Porta-aviões dos EUA se aproxima da Coreia do Norte e China pede cautela

China se juntou ao grupo de ataque norte-americano
| 24/04/2017
- 16:11
Porta-aviões dos EUA se aproxima da Coreia do Norte e China pede cautela

China se juntou ao grupo de ataque norte-americano

O presidente da China, Xi Jinping, pediu que todos os lados demonstrem cautela durante um telefonema ao presidente dos Estados Unidos, Donald Trump, sobre a nesta segunda-feira (24).

Trump enviou um porta-aviões norte-americano para manobras no litoral da península coreana devido aos temores crescentes de que os norte-coreanos realizem outro teste nuclear em desafio a sanções da ONU (Organização das Nações Unidas).

Irritada com a aproximação do grupo de ataque do porta-aviões USS Carl Vinson, a Coreia do Norte disse nesta segunda-feira que a movimentação é “um ato extremamente perigoso daqueles que planejam uma guerra nuclear para invadir”.

“Os Estados Unidos não deveriam perder o controle, mas analisar cuidadosamente qualquer consequência catastrófica de seu ato militar provocador tolo”, disse o Rodong Sinmun, jornal oficial do governista Partido dos Trabalhadores, em um comentário nesta segunda. “A única coisa diante dos agressores são cadáveres”, afirmou.

########################################

:: LISTA DE ATIVIDADES ::
1. Responda com base na notícia sobre o porta-aviões:
(a) Qual é o nome do porta-aviões cujo grupo de ataque se aproxima da Coreia do Norte?
(b) Qual jornal publicou o comentário citado no fim do texto?
(c) Por que Trump enviou o porta-aviões ao litoral da península coreana?
2. Na notícia sobre o porta-aviões, reescreva o trecho de "Trump enviou um" até "das Nações Unidas).". Substitua "manobras" por "exercícios".
3. Dê continuidade à notícia sobre o porta-aviões norte-americano a partir da última frase apresentada.
A listagem não é usada em nenhuma destas atividades.

:: DADOS REGISTRADOS ::

########################################

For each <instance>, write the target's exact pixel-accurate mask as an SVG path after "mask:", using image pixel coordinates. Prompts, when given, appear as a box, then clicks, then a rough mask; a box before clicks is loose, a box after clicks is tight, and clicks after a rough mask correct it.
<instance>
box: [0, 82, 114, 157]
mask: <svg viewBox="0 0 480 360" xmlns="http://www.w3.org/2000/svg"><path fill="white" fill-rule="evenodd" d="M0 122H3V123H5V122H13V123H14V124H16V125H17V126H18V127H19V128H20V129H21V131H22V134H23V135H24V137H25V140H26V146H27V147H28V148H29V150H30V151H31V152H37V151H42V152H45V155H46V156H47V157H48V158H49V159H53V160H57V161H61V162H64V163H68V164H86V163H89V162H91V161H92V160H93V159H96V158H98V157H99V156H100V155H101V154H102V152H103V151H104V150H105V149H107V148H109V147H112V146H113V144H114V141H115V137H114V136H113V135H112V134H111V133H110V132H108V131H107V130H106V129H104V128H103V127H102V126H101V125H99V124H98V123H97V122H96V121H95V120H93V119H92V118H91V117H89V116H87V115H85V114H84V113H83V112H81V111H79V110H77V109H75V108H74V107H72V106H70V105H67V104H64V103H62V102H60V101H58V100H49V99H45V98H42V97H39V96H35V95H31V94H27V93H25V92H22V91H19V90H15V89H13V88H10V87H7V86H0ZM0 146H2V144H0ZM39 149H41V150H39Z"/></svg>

########################################

:: RESPOSTAS ::
1.
(a) USS Carl Vinson.
(b) O Rodong Sinmun, jornal oficial do governista Partido dos Trabalhadores.
(c) Trump enviou o porta-aviões devido aos temores crescentes de que os norte-coreanos realizem outro teste nuclear em desafio a sanções da ONU.

2.
Trump enviou um porta-aviões norte-americano para exercícios no litoral da península coreana devido aos temores crescentes de que os norte-coreanos realizem outro teste nuclear em desafio a sanções da ONU (Organização das Nações Unidas).

3.
Dois destróieres japoneses se uniram ao grupo de ataque para exercícios norte-americanos no oeste do oceano Pacífico, e a Coreia do Sul disse nesta segunda-feira que também está negociando a realização de exercícios navais conjuntos.

Os EUA e seus aliados temem que a capital coreana Pyongyang esteja se preparando para realizar outro teste nuclear ou lançar mais mísseis balísticos.

A China é a única aliada da Coreia do Norte, mas tem expressado revolta com seus programas nuclear e de mísseis e frustração com a beligerância do regime.

Pequim, que vem pedindo a desnuclearização da península coreana, está cada vez mais receosa de que a situação saia de controle, levando a uma guerra e ao colapso total de seu vizinho isolado e empobrecido.

Em uma conversa por telefone, Xi disse a Trump que seu país se opõe resolutamente a qualquer ação que contrarie as resoluções do Conselho de Segurança da ONU, segundo o Ministério das Relações Exteriores chinês.